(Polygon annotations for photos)
----
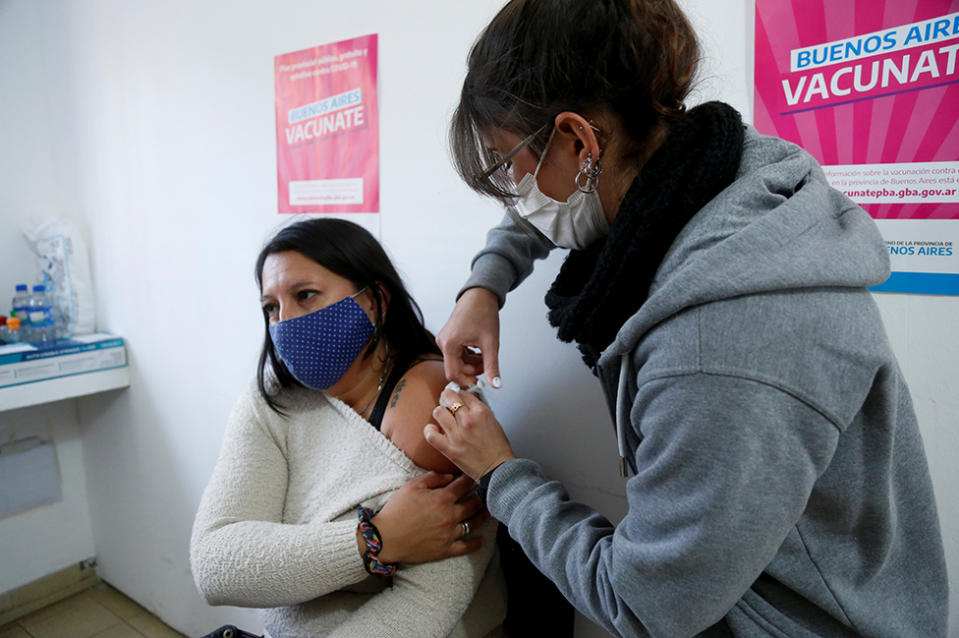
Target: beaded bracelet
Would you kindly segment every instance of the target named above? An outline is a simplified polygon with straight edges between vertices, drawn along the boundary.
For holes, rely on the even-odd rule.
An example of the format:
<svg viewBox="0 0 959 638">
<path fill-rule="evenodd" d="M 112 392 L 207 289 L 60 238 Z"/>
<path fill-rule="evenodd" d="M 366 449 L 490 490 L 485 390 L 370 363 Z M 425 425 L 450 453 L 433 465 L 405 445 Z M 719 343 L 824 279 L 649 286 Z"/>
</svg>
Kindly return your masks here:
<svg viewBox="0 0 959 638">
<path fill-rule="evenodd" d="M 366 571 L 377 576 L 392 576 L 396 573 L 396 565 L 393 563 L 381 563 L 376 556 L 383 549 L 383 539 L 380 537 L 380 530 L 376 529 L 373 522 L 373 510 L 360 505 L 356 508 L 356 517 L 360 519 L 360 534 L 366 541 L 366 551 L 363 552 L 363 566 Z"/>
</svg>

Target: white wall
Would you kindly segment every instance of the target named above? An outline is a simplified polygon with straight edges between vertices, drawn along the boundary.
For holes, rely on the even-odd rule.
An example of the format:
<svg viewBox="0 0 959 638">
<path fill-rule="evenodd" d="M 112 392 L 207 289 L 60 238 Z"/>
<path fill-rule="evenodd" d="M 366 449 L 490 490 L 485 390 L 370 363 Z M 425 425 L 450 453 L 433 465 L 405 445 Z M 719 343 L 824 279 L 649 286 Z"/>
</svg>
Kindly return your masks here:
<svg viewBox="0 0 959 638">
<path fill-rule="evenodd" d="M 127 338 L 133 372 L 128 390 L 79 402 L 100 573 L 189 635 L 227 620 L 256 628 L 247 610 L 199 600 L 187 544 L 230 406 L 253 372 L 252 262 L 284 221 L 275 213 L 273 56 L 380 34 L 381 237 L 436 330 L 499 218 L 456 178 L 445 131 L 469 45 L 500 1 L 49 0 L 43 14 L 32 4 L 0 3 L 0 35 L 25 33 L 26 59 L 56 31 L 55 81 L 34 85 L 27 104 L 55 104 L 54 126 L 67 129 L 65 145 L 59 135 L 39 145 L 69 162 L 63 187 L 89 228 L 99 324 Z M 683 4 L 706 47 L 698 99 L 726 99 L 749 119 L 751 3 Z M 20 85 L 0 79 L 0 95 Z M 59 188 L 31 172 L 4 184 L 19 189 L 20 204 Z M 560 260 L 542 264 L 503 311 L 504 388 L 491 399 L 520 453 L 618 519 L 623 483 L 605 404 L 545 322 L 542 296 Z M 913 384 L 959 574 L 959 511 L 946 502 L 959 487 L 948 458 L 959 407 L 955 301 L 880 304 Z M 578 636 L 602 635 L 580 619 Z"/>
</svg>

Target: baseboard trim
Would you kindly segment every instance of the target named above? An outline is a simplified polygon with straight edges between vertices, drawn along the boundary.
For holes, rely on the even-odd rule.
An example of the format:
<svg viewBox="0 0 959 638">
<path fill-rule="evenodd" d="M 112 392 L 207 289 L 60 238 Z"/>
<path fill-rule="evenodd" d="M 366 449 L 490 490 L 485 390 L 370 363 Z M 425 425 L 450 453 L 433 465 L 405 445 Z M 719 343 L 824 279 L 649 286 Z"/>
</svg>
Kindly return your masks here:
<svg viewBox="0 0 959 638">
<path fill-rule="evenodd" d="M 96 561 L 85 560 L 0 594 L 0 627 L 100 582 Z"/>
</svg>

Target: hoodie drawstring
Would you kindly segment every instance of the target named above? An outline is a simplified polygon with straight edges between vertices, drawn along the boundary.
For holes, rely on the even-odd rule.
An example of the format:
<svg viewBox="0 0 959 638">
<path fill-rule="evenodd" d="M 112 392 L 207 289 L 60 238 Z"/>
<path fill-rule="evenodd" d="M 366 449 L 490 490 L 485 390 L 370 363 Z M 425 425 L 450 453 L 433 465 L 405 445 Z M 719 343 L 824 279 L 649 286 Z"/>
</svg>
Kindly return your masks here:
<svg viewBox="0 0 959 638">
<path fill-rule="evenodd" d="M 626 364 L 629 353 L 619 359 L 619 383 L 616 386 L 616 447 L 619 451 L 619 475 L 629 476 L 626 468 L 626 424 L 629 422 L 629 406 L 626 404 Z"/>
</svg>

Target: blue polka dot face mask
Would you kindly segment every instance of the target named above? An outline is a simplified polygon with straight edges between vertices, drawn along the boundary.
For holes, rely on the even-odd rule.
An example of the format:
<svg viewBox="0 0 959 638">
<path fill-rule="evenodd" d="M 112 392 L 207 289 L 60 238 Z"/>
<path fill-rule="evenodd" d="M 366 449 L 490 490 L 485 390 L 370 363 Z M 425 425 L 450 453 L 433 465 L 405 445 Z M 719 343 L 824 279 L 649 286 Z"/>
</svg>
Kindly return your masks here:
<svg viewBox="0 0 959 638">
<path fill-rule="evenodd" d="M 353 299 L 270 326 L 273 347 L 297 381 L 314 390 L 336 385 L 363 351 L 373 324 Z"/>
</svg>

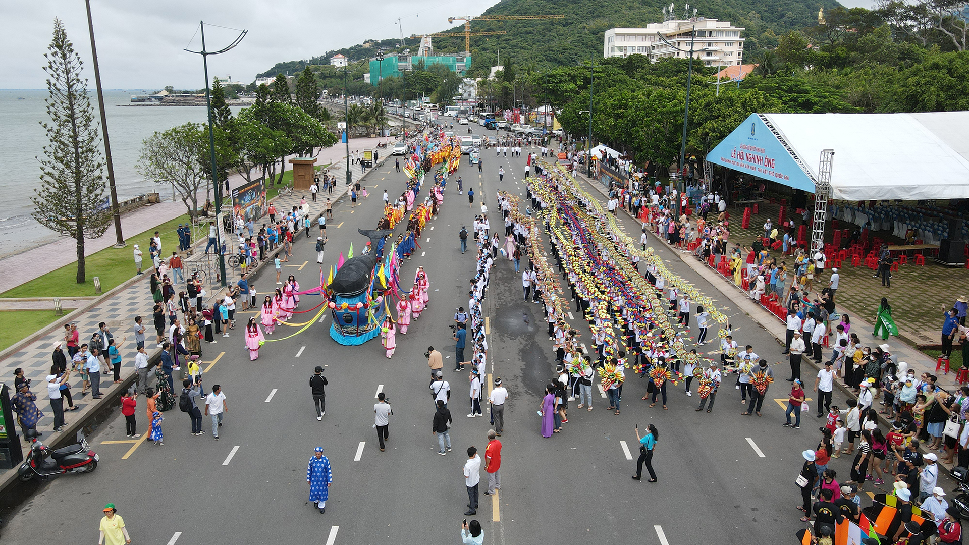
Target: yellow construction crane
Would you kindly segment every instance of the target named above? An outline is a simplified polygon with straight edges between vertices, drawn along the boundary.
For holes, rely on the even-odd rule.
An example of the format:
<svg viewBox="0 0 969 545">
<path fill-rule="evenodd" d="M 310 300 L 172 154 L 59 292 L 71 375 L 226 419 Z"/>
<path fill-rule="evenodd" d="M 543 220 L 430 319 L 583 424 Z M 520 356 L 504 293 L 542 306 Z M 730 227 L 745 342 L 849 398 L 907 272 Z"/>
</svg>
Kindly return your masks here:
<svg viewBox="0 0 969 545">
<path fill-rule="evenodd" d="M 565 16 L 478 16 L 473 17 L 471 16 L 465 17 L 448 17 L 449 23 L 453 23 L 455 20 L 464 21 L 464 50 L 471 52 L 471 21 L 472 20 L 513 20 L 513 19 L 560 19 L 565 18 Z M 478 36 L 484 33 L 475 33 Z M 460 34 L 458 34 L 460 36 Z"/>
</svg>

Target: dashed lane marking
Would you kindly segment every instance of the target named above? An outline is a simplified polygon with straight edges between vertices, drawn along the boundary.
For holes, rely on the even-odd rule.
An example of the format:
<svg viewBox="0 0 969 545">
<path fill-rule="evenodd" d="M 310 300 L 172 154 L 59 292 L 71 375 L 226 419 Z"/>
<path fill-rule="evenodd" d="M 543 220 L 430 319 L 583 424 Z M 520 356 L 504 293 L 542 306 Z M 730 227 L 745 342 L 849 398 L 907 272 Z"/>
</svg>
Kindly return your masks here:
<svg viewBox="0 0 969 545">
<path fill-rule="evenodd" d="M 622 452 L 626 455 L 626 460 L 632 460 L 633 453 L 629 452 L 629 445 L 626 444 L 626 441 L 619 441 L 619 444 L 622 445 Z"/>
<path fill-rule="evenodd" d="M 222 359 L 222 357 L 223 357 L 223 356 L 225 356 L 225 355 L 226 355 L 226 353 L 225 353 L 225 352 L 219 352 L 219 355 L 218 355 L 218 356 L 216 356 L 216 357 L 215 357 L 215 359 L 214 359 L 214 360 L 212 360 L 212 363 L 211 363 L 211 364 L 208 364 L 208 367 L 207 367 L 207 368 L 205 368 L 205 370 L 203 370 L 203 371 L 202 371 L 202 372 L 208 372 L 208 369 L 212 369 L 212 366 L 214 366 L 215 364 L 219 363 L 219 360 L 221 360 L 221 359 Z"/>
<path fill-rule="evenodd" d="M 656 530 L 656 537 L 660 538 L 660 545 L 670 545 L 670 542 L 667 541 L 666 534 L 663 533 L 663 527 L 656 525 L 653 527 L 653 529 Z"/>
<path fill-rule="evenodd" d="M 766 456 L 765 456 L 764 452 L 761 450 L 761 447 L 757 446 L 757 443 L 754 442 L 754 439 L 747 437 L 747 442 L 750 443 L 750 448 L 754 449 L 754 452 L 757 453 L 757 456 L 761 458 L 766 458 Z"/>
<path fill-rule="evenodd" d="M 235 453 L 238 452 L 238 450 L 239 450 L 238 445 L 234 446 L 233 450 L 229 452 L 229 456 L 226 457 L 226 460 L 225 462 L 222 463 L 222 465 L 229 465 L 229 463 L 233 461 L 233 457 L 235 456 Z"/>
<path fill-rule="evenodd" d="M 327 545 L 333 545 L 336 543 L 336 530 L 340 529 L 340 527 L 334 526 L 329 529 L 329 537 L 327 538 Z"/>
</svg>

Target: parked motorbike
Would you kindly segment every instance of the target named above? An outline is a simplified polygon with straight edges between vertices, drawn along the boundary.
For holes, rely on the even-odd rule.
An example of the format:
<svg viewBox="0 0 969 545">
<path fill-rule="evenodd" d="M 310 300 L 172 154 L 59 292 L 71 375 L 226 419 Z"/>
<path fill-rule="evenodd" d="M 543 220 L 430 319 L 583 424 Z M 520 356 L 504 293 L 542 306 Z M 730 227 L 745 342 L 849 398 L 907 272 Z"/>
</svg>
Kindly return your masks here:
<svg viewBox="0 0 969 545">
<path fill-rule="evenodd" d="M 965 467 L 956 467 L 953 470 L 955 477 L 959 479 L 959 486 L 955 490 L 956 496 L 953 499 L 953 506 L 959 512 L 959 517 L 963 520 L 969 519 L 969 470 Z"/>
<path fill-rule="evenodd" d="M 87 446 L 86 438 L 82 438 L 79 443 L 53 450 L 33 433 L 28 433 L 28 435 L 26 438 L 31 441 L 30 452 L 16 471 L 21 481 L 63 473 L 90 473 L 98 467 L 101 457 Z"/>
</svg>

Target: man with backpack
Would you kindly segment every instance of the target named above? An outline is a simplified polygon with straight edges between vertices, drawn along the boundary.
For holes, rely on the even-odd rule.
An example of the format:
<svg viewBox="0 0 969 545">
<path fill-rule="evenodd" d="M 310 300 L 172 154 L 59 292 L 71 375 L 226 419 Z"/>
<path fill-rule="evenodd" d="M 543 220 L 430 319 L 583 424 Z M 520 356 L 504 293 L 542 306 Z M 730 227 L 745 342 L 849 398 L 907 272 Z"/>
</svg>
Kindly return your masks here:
----
**Set task**: Copy out, without any change, every line from the one containing "Target: dashed lane marking" through the one containing "235 453 L 238", with both of those lines included.

**Answer to this problem**:
Target: dashed lane marking
Would you kindly segment every instance of the target named above? An outline is a simplified polygon with straight edges between vertices, drawn along the boundary.
For holes, rely on the even-odd rule.
An example of the format:
<svg viewBox="0 0 969 545">
<path fill-rule="evenodd" d="M 310 300 L 172 154 L 59 292 L 71 375 L 226 419 Z"/>
<path fill-rule="evenodd" d="M 543 220 L 430 319 L 583 424 Z M 520 356 L 504 293 L 542 306 Z M 730 227 L 745 342 L 849 398 L 907 272 Z"/>
</svg>
Kindly return your masks here:
<svg viewBox="0 0 969 545">
<path fill-rule="evenodd" d="M 622 452 L 626 455 L 626 460 L 632 460 L 633 453 L 629 452 L 629 445 L 626 444 L 626 441 L 619 441 L 619 444 L 622 445 Z"/>
<path fill-rule="evenodd" d="M 222 359 L 222 357 L 223 357 L 223 356 L 225 356 L 225 355 L 226 355 L 226 353 L 225 353 L 225 352 L 219 352 L 219 355 L 218 355 L 218 356 L 216 356 L 216 357 L 215 357 L 215 359 L 214 359 L 214 360 L 212 360 L 212 363 L 211 363 L 211 364 L 208 364 L 208 367 L 207 367 L 207 368 L 205 368 L 205 370 L 203 370 L 203 371 L 202 371 L 202 372 L 208 372 L 208 369 L 212 369 L 212 366 L 214 366 L 215 364 L 219 363 L 219 360 L 221 360 L 221 359 Z"/>
<path fill-rule="evenodd" d="M 656 530 L 656 537 L 660 538 L 660 545 L 670 545 L 670 542 L 667 541 L 666 534 L 663 533 L 663 527 L 656 525 L 653 527 L 653 529 Z"/>
<path fill-rule="evenodd" d="M 766 456 L 765 456 L 764 452 L 761 450 L 761 447 L 757 446 L 757 443 L 754 442 L 754 439 L 747 437 L 747 442 L 750 443 L 750 448 L 754 449 L 754 452 L 757 453 L 757 456 L 761 458 L 766 458 Z"/>
<path fill-rule="evenodd" d="M 235 453 L 238 452 L 238 450 L 239 450 L 238 445 L 234 446 L 233 450 L 229 452 L 229 456 L 226 457 L 226 460 L 225 462 L 222 463 L 222 465 L 229 465 L 229 463 L 233 461 L 233 457 L 235 456 Z"/>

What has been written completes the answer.